But Sixo has a soft side, too. That's the side Paul D recalls fondly, the side that would sit with Paul D and cook potatoes (2.21) or walk all day to meet his girlfriend the Thirty-Mile Woman (2.24).

And above all else, Sixo is the novel's wise man. He's the kind of guy who's never wrong. Why? Because he's close to nature. And not in the Birkenstock-wearing way. No, he does things like go "among trees at night. For dancing, he said, to keep his bloodlines open, he said" (2.25). He also "melt[s] into the woods" (2.25) when a white couple spot him on the road after his meeting with his girlfriend. This guy knows Nature like he's one with it.

Sixo and Our Native American Roots

Why is Sixo so different from the other men at Sweet Home? The book is a little tricky here—surprise!—but it seems as if Sixo might have some connection to Native Americans.

He's described as "[i]ndigo with a flame-red tongue" (2.21), a possible reference to the first Spanish indigo plantations that used Native Americans; and he's able to commune with the "Redmen's Presence" (2.25), a definite reference to Native Americans.

So who care? Well, Sixo is a reminder of how those "[s]ixty million and more" ("Epigraph") affected by slavery weren't just black people. And more than that, before the enslavement of black people in America, there was the whole dispossession of the Native Americans. Sixo helps us remember the histories that come before and even lead up to African-American history.

Heavy, right? And all wrapped up in one minor character. Toni Morrison is that good.

(Information provided)
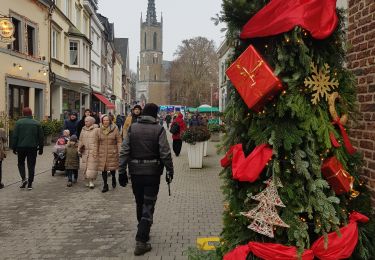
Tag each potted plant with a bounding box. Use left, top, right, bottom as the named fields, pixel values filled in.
left=181, top=126, right=210, bottom=168
left=208, top=124, right=221, bottom=142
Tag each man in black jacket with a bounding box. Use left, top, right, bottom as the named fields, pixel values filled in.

(Exercise aim) List every passage the text about Sixo quotes in quotation marks, each with the parenthetical citation that follows it.

(Solution for this exercise)
- "among trees at night. For dancing, he said, to keep his bloodlines open, he said" (2.25)
- "melt[s] into the woods" (2.25)
- "[i]ndigo with a flame-red tongue" (2.21)
- "Redmen's Presence" (2.25)
- "[s]ixty million and more" ("Epigraph")